Natural-language object grounding data:
┄┄┄┄┄┄┄┄┄┄┄┄┄┄┄┄┄┄┄┄
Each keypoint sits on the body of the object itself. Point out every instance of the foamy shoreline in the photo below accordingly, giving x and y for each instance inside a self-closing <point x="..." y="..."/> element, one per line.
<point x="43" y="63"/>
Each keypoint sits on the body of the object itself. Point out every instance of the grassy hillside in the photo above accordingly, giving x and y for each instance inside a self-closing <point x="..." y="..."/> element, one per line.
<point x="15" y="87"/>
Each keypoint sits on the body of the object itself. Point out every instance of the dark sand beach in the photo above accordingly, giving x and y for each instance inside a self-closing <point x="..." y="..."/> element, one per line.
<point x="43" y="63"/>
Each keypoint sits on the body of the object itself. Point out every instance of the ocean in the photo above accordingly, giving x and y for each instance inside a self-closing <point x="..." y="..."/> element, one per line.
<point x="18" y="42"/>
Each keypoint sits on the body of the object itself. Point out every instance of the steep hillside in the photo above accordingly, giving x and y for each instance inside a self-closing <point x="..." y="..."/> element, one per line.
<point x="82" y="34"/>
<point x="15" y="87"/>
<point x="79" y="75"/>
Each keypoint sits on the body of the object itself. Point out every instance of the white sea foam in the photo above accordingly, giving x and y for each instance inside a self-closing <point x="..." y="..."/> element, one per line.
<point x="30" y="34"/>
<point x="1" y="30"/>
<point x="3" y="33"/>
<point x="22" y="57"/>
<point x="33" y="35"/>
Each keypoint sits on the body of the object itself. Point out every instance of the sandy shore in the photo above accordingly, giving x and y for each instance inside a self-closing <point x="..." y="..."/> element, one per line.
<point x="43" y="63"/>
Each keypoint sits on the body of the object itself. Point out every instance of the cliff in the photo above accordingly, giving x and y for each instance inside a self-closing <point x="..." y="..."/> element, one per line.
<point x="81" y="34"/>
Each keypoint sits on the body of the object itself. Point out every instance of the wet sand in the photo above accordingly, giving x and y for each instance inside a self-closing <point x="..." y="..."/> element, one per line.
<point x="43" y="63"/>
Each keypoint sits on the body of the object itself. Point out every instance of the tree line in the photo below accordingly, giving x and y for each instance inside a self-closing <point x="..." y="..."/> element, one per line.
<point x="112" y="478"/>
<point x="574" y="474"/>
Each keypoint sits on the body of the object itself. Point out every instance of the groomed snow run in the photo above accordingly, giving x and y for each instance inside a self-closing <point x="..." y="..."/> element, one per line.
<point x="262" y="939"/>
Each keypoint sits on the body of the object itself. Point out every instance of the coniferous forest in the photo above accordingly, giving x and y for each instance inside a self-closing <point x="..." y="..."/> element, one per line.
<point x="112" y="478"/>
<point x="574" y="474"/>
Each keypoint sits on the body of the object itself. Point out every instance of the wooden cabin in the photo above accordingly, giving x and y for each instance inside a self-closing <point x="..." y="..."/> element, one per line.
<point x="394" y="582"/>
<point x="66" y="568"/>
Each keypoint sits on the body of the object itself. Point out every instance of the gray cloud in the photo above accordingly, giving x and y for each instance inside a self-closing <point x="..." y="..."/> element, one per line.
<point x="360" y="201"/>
┄┄┄┄┄┄┄┄┄┄┄┄┄┄┄┄┄┄┄┄
All of the entries need to be given again, word for word.

- SOLUTION BELOW:
Each keypoint sits on the body of the object itself. Point out every instance of the foamy shoreline in the photo below accordingly, giving x and y for each instance inside a self-closing <point x="..." y="..."/> element, one per line.
<point x="43" y="63"/>
Each keypoint sits on the body of the object itself. Point out every instance of the grassy hillside in the photo above accordingly, giving x and y for each instance inside a self-closing <point x="..." y="..."/> element, one per line.
<point x="15" y="87"/>
Each keypoint sits on the body of the object itself. Point out every instance of the dark sand beach in the photo above accordingly, giving x and y for each instance inside a self-closing <point x="..." y="..."/> element, one per line.
<point x="43" y="63"/>
Each keypoint sits on the body of the object itself. Point out every instance of the ocean in the photo above accordingly, giving x and y for each instance inside a self-closing <point x="..." y="..."/> element, one per line.
<point x="18" y="42"/>
Each keypoint sits on the body of the object itself. Point out every instance of the steep hillside in the photo above accordingly, giving x and y for each instance inside a self-closing <point x="..." y="..."/> element, one per line.
<point x="82" y="34"/>
<point x="15" y="87"/>
<point x="79" y="75"/>
Each keypoint sits on the body of the object itself. Point out every instance of the white sea foam in the photo above accordingly, giving x and y for each instance inside a self-closing <point x="..." y="..."/> element, one per line.
<point x="30" y="34"/>
<point x="1" y="30"/>
<point x="3" y="33"/>
<point x="22" y="57"/>
<point x="33" y="35"/>
Each keypoint sits on the body of the object itself. Point out every instance of the sandy shore in the photo above accordingly, giving x and y for each instance inside a self-closing <point x="..." y="..."/> element, one per line.
<point x="43" y="63"/>
Each keypoint sits on the body of the object itself. Point out every instance of the cliff in the photo above accordingly, giving x and y for each instance inside a self-closing <point x="..." y="..."/> element, one per line.
<point x="81" y="34"/>
Each keypoint sits on the body of the object itself. Point out every instance of the wet sand in the photo above accordingly, giving x and y for each instance inside a self-closing <point x="..." y="..."/> element, one per line.
<point x="43" y="63"/>
Each keypoint sits on the body of the object itself. Point out every instance of the tree line in the photo below accordingly, giving x and y for each instance inside a self-closing <point x="..." y="..."/> element, one per line.
<point x="112" y="478"/>
<point x="574" y="474"/>
Each keypoint sits on the body of the object itself. Point out every instance of the groomed snow run in the photo above accordingly, giving x and y for each instance inside a self-closing <point x="..." y="..."/> element, one per line.
<point x="262" y="939"/>
Each keypoint sits on the body of the object itself. Point out every instance of the coniferous forest in the photo above accordingly, giving x and y for each instance inside a self-closing <point x="..." y="..."/> element, one per line.
<point x="112" y="478"/>
<point x="574" y="474"/>
Each keypoint sits on the body of the object itself. Point out every instance of the wooden cabin in the photo above accordingly, giving x and y for each instance inside a self-closing <point x="..." y="..."/> element, one per line.
<point x="394" y="582"/>
<point x="66" y="568"/>
Each keypoint sits on the body of the object itself. Point out every instance of the gray cloud in the photo above accordingly, giving x and y for each instance inside a self-closing <point x="..." y="..."/> element, one per line.
<point x="360" y="201"/>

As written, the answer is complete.